[Stated task] Put every line of the records below into a JSON list of strings, one string per line, leaving out any blank lines.

Saved entries:
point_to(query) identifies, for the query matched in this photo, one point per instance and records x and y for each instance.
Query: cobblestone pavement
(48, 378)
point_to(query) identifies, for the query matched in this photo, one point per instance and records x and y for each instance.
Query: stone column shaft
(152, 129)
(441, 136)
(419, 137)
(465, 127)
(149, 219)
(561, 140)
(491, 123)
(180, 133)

[Solution for this task]
[
  "point_to(query) identifies, for the query matched in this photo, one point per instance and records x and y for each instance.",
  "Query: cobblestone pavement",
  "(48, 378)",
  "point_to(query) identifies, for the query matched in this photo, one point per instance and records x and y for each instance.",
  "Query: stone column shaft",
  "(152, 129)",
  "(441, 136)",
  "(419, 137)",
  "(465, 127)",
  "(149, 219)",
  "(561, 140)",
  "(491, 123)",
  "(180, 133)"
]